----- Records shown -----

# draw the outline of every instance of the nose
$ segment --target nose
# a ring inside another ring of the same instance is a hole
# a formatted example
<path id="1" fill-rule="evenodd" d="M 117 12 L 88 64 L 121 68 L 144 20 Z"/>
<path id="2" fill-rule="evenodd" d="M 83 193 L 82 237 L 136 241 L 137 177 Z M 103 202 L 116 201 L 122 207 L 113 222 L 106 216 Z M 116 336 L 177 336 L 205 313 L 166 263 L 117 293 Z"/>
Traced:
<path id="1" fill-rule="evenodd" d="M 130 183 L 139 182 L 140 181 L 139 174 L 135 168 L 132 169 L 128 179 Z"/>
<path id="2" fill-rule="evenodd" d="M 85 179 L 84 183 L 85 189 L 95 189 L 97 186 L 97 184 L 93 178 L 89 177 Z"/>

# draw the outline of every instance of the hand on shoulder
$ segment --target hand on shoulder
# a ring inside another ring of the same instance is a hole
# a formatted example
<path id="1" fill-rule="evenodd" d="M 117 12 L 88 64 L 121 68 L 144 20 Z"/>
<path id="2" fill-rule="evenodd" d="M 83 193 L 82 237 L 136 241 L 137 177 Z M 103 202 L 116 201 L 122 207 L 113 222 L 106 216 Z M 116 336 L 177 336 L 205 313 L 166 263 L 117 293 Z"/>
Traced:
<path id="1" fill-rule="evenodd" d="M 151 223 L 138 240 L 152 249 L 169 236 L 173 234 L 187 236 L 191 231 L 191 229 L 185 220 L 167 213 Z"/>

-----

** Task directions **
Show every line of the data above that contains the string "shoulder", treating uppercase and lowercase as different.

** Correct answer **
# draw the outline of every instance of the hand on shoulder
$ segment --target hand on shoulder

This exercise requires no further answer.